++++ EXCERPTED TEXT ++++

Skip to main content

Leiden Clustering

In the previous step, we used Dimensionality Reduction to visualize our cells on a 2D map (UMAP and t-SNE). We could see "islands" of cells that looked similar.

The next logical step is to use an algorithm to formally assign each cell to a group. This process is called clustering.

The Leiden Clustering block uses the popular Leiden algorithm to look at the UMAP/t-SNE data and partition the cells into distinct clusters. The goal is to assign a cluster label (e.g., "Cluster 0", "Cluster 1") to every single cell, grouping them with other cells that have the most similar gene expression profiles.

This step is the foundation for all downstream analysis, as it allows you to ask, "What genes are unique to Cluster 1?" or "What cell type is Cluster 2?"

This tutorial assumes you have already successfully run the Dimensionality Reduction block. The Leiden Clustering block uses the 2D coordinates and principal components (PCs) from that block as its input.

Performing the Clustering

Adding the Block

  1. From your project pipeline, click the Add Block button.
  2. Use the search bar to find and select the Leiden Clustering analysis block.
  3. Click Add to Project to add it to your analysis pipeline.

Configuring the Analysis

Once the block is added, you need to configure its settings in the right-hand panel.

  1. Select dataset: Click the dropdown and choose the output from your upstream block (e.g., "Dimensionality Reduction - 1").
  2. Resolution: This is the most important parameter for clustering. We will cover it in the "deep dive" section below. For this tutorial, we will leave it at the default value of 0.5.

Once configured, click the Run button to start the analysis.


A Deep Dive into the Concepts

The "Resolution" Parameter: Your Microscope's Focus Knob

Think of the Resolution parameter as the focus knob on a microscope. It controls the "granularity" of your clusters, or how many "zoomed-in" sub-clusters you want to find.

  • Low Resolution (e.g., 0.2): This is a "zoomed-out" view. It will group cells into a few, large, broad clusters. For example, it might group all your T-cells together into one big "T-cell" cluster.
  • High Resolution (e.g., 1.0): This is a "zoomed-in" view. It will split that single "T-cell" cluster into its smaller sub-populations, such as "CD4+ T-cells," "CD8+ T-cells," and "Regulatory T-cells."

++++ RECORDS SHOWN ++++

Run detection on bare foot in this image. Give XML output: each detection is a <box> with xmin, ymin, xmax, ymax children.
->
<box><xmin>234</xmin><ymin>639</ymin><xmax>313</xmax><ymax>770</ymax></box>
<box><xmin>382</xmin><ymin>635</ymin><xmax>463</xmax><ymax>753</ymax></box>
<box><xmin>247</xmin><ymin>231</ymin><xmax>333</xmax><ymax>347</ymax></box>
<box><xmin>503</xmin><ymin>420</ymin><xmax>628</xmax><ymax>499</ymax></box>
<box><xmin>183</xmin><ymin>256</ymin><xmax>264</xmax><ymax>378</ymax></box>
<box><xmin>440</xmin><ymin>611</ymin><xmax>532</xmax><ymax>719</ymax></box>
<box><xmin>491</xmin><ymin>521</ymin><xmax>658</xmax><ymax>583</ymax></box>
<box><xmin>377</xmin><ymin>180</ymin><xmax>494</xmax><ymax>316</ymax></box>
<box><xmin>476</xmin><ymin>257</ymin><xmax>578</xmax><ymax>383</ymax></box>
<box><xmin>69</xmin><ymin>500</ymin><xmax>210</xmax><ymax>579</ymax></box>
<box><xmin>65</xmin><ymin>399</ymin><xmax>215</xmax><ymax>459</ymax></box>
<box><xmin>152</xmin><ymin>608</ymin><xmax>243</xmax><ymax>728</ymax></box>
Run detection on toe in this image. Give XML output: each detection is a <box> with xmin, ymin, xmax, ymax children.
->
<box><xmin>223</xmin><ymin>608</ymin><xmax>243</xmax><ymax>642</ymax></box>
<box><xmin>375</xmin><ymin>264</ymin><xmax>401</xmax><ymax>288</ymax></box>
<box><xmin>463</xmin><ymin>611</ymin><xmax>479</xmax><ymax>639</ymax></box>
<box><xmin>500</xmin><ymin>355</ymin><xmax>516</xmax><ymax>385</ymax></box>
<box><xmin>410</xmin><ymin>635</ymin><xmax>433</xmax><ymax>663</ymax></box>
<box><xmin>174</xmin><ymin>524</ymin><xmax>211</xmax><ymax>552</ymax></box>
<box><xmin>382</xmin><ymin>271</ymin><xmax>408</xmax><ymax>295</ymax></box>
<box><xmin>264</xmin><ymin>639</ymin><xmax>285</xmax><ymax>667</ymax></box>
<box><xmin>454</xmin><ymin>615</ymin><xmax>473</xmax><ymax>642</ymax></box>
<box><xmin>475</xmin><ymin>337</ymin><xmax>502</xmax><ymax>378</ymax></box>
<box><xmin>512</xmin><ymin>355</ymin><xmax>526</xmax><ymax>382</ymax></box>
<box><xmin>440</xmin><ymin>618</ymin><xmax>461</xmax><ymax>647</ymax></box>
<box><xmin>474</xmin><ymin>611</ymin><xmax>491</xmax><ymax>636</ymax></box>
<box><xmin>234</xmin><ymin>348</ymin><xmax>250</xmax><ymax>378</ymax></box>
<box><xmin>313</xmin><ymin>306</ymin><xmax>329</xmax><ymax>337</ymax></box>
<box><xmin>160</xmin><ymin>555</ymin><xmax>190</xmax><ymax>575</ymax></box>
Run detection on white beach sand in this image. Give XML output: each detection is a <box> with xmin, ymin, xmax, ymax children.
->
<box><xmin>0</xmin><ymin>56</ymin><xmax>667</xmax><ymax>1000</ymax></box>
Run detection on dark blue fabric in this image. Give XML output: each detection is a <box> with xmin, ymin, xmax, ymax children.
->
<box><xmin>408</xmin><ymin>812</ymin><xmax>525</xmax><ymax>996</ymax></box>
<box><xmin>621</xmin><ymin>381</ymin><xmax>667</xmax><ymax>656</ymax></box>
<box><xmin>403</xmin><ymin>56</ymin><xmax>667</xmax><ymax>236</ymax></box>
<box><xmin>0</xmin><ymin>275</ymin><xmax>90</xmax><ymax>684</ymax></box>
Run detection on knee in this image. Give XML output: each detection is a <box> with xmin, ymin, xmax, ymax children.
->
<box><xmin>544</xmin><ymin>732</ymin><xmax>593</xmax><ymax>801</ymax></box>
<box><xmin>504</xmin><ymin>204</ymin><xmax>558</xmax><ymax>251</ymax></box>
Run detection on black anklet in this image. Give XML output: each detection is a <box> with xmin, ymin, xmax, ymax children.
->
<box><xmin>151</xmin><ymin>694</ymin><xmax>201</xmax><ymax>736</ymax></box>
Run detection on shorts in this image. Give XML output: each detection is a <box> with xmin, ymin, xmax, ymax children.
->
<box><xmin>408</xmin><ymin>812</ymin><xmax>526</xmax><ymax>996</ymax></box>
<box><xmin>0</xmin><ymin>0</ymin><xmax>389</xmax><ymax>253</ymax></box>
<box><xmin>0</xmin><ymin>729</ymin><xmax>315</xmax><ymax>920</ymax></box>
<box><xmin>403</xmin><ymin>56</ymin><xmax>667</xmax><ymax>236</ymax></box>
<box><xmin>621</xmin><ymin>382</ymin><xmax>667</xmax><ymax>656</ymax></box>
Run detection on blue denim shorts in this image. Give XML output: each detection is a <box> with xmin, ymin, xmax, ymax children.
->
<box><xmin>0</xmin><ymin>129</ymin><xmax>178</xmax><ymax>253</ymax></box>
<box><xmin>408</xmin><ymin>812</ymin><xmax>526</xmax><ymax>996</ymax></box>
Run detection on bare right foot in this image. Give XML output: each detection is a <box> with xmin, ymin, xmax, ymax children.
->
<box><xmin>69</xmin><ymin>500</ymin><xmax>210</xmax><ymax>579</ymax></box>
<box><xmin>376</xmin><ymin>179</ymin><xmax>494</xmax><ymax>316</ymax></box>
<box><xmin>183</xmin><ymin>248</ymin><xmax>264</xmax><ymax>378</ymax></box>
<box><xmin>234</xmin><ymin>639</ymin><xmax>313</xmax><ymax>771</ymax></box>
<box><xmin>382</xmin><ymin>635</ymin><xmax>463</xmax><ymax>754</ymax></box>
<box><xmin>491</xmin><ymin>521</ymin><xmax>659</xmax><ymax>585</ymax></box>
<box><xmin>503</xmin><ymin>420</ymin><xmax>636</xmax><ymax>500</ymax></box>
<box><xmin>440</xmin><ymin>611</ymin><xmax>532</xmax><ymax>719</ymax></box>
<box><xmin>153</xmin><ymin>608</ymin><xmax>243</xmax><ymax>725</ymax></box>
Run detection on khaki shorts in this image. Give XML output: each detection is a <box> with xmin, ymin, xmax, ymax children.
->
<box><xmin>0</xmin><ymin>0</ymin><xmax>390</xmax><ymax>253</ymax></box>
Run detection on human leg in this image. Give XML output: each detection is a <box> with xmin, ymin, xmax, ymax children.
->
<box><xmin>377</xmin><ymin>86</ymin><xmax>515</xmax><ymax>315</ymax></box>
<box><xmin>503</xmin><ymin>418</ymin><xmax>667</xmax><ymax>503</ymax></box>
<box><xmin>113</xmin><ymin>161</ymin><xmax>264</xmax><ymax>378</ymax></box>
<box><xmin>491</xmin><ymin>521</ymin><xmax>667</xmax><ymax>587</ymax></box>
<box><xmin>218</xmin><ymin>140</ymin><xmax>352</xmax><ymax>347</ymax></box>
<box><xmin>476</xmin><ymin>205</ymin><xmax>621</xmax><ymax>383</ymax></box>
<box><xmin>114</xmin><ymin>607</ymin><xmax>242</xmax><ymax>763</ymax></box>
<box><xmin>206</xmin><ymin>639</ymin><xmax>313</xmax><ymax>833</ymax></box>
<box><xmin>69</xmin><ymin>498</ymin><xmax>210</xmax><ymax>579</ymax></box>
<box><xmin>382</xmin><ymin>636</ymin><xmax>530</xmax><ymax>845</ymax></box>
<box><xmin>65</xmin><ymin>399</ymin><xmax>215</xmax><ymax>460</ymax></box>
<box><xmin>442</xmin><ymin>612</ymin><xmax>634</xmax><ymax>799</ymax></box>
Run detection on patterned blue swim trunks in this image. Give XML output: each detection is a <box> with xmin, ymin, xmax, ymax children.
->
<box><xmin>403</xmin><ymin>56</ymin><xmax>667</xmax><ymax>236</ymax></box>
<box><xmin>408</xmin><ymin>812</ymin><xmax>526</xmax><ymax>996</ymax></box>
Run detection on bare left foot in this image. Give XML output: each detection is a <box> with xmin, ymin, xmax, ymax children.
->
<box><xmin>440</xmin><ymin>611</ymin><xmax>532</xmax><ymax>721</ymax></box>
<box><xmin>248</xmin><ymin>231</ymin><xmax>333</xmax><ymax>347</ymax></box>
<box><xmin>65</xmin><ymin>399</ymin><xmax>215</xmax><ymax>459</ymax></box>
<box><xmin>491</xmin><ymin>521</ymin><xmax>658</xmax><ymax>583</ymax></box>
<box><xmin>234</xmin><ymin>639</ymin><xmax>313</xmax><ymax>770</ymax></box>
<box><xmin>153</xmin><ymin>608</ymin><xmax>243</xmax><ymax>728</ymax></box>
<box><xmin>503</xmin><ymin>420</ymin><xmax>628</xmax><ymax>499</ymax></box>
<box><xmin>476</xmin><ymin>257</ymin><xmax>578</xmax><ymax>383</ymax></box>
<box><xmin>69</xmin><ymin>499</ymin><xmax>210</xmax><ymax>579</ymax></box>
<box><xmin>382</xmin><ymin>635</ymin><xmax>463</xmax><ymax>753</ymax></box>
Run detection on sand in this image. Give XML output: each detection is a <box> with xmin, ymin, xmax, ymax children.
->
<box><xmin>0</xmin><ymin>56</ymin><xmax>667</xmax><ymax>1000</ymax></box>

++++

** ASSIGNED TASK A **
In the Leiden clustering tutorial, what value is the Resolution setting left at?
** ASSIGNED TASK B **
Please list every T-cell sub-population that the Leiden clustering tutorial names as an example of what a high resolution might separate.
** ASSIGNED TASK C **
Pick up the Leiden clustering tutorial from its last sentence and carry it on.

** WRITTEN ANSWER A **
0.5

** WRITTEN ANSWER B **
CD4+ T-cells, CD8+ T-cells, Regulatory T-cells

** WRITTEN ANSWER C **
There is no single "correct" resolution; it depends entirely on your biological question. If you want to know the major cell types, use a low resolution. If you are hunting for a rare sub-population, use a higher resolution.

Our Recommendation: A value between 0.4 and 0.8 (default 0.5) is a great starting point for most datasets. You can always add a second clustering block and try a different resolution to see which one best fits your data.

Interpreting the Results

Once the block finishes running, it will generate the same UMAP and t-SNE plots you saw before. However, the coloring has now changed.

Instead of being colored by Sample, the cells are now colored by their new Cluster ID. The legend shows you which color corresponds to which cluster (e.g., CL:0, CL:1, etc.).

You can now visually inspect your UMAP and t-SNE plots to see how the algorithm has grouped your cells.

UMAP Plot (Colored by Cluster)

The UMAP plot shows your new clusters. In the video, you can see that the algorithm identified 22 distinct clusters (CL:0 to CL:21) at a resolution of 0.5. Notice how the large "islands" are now clearly defined and sub-divided based on their biological similarity.

t-SNE Plot (Colored by Cluster)

You can switch to the t-SNE tab to see the same cluster IDs visualized on the t-SNE plot.

Why Do UMAP and t-SNE Look Different?

You will notice that the shape and spacing of the clusters are different between the UMAP and t-SNE plots, even though the colors (the cluster assignments) are the same.

This is because they are two different mathematical methods for "flattening" your multidimensional data into a 2D map.

  • t-SNE (t-distributed Stochastic Neighbor Embedding): This method is optimized to show separation. It does a fantastic job of taking clusters and pulling them apart into tight, distinct "islands."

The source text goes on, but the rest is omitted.